Records:
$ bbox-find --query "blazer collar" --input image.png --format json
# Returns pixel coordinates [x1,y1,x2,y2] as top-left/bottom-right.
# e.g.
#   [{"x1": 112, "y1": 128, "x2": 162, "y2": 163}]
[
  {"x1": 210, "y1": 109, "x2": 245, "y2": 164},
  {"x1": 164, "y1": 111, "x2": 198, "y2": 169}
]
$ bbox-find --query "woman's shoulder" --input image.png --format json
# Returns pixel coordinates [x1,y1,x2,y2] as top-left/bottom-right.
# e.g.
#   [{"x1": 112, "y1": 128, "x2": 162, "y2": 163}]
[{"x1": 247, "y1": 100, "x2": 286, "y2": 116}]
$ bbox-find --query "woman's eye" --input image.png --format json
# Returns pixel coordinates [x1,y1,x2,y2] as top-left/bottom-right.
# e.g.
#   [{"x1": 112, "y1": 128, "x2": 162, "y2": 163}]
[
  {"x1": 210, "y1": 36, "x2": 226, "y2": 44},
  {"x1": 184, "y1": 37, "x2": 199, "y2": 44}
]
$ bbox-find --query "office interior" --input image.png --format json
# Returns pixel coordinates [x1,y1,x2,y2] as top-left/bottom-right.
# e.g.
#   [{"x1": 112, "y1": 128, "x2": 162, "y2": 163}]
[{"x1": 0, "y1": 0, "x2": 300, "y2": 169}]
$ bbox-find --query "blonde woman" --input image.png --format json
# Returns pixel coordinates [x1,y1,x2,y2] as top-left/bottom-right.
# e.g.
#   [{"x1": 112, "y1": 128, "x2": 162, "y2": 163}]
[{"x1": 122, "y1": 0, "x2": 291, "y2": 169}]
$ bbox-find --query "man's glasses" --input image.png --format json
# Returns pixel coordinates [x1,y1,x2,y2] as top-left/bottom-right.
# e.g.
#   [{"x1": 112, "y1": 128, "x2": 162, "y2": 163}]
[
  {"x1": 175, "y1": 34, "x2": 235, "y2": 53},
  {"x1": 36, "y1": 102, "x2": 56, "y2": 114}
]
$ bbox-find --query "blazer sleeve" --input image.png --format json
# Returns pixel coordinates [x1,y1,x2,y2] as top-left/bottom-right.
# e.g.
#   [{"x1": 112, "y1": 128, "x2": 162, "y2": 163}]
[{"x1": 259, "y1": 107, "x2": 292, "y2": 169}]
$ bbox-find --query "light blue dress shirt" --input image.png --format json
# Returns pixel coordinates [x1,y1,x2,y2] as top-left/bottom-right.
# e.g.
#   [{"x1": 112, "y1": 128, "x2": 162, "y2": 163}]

Direction: Which lines in the entries above contain the string "input"? Find every one and copy it out in full.

Task solution:
$ bbox-find --query "blazer collar" --input image.png --format json
$ bbox-find --query "woman's shoulder" --input image.png --format json
$ bbox-find --query "woman's eye" --input image.png --format json
$ bbox-find --query "office interior" --input image.png --format json
$ bbox-find --query "blonde woman" --input image.png --format json
$ bbox-find --query "man's glasses" --input image.png --format json
$ bbox-find --query "blazer sleeve" --input image.png --format json
$ bbox-find --query "light blue dress shirt" --input image.png --format json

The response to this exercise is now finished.